Problem statement. Render the records from their beginning through the line containing "box: [126, 182, 182, 205]" as a JSON list of strings, one string per line, with blank lines omitted.

= = =

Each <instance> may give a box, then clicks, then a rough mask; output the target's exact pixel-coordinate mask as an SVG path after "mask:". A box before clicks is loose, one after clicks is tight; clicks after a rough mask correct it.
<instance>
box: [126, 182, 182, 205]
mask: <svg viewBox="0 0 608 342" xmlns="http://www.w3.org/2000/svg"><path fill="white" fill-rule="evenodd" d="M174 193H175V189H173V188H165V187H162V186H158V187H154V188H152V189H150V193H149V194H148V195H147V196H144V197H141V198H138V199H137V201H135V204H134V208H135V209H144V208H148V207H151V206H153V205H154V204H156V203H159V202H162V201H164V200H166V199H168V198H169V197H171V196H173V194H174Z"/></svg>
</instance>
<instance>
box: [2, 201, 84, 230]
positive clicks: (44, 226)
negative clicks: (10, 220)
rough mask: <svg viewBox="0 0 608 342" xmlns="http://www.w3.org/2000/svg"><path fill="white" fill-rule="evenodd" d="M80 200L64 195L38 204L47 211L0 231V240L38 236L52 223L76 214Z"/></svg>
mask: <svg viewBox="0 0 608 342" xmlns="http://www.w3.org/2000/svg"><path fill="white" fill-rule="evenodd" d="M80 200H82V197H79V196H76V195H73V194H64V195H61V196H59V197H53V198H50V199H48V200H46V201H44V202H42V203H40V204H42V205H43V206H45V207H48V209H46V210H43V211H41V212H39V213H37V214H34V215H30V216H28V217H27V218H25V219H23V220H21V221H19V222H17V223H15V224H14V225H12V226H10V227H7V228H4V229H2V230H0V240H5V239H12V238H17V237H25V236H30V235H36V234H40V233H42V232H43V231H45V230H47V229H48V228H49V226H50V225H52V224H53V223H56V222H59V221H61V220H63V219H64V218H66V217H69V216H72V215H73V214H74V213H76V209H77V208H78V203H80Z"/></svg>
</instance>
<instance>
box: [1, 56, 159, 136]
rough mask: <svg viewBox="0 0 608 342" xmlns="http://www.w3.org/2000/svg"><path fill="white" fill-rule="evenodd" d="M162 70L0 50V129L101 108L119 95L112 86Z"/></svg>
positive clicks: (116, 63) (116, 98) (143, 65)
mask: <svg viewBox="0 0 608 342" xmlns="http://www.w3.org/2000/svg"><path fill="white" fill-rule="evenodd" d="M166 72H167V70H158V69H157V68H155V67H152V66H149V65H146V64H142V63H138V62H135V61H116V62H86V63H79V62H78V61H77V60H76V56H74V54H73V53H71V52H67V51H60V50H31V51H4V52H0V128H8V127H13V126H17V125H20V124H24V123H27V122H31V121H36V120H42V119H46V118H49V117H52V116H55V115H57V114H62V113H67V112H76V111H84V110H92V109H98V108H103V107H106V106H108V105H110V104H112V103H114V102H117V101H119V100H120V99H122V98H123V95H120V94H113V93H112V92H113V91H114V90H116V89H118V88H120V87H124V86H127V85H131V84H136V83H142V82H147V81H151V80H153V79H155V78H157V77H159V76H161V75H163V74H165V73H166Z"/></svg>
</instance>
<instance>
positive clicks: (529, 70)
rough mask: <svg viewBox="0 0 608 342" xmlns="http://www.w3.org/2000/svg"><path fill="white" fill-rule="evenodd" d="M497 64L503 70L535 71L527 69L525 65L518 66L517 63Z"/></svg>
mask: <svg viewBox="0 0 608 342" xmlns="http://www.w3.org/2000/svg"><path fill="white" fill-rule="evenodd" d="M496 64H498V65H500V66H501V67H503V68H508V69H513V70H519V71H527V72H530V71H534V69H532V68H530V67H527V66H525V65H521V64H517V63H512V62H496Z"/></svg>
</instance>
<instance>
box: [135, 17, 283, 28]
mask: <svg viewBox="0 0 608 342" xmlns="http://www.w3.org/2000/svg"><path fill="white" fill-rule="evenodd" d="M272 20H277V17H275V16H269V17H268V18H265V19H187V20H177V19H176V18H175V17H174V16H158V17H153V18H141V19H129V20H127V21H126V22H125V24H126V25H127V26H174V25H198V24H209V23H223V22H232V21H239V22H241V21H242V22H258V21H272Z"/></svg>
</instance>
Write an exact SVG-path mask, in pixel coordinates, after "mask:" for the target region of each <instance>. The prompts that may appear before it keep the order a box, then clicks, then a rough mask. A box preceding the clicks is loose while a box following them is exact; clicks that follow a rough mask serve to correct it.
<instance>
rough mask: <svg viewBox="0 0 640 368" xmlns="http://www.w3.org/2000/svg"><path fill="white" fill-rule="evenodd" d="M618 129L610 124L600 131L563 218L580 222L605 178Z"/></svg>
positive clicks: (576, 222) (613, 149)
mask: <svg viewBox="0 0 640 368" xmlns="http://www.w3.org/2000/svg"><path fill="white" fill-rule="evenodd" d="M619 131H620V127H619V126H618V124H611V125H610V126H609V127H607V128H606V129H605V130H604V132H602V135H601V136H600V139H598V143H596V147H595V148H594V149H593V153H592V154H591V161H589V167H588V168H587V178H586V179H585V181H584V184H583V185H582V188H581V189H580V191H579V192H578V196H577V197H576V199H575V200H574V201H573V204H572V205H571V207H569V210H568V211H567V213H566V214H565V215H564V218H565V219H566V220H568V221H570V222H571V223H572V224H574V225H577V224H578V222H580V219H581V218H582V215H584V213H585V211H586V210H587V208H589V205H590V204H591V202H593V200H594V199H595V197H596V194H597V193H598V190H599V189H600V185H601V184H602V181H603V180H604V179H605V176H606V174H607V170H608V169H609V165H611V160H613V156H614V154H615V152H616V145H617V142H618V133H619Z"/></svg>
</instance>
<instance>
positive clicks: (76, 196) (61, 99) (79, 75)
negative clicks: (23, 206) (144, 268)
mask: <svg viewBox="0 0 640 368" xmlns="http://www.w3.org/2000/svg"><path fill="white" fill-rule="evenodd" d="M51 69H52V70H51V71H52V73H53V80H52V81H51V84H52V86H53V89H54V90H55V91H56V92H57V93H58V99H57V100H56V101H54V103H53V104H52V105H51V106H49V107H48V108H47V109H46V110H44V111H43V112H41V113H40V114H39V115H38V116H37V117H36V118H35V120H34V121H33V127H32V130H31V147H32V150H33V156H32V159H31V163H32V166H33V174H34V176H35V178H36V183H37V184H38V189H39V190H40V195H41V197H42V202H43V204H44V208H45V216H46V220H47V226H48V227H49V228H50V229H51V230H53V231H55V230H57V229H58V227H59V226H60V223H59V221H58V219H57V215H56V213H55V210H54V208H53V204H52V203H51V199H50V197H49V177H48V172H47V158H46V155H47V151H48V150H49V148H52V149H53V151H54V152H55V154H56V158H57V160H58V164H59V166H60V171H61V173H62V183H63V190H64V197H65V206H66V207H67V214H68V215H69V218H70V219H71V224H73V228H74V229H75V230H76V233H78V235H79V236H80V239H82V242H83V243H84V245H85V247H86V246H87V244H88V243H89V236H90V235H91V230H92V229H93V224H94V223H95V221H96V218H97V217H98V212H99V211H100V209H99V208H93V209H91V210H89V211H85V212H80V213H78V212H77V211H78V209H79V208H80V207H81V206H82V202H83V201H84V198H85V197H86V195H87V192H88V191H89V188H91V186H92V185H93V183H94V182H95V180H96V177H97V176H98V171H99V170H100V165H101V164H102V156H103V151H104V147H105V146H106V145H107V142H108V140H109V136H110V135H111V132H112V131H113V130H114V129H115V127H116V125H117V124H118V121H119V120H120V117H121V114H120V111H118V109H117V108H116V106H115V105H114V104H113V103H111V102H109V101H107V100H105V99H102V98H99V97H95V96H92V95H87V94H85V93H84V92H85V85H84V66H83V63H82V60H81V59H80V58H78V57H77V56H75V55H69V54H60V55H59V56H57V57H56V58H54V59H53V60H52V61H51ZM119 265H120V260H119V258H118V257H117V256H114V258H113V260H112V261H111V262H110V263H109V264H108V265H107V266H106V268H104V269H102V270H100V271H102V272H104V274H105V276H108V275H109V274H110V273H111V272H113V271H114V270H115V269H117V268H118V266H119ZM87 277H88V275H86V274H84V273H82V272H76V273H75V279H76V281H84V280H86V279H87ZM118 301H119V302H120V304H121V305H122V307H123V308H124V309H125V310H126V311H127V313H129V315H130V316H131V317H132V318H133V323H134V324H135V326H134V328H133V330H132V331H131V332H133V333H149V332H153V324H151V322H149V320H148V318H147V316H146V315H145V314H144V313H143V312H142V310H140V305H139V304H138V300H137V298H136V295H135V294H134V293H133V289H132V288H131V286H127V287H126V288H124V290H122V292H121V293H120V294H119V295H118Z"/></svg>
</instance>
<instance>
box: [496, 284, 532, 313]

= = =

Exercise result.
[
  "Each <instance> may give a box, then clicks, then a rough mask; output the target's exact pixel-coordinate mask as an SVG path after \"mask:\". A box before clicks is loose, one after clicks is tight; clicks after a rough mask correct it.",
  "<instance>",
  "box: [126, 182, 182, 205]"
]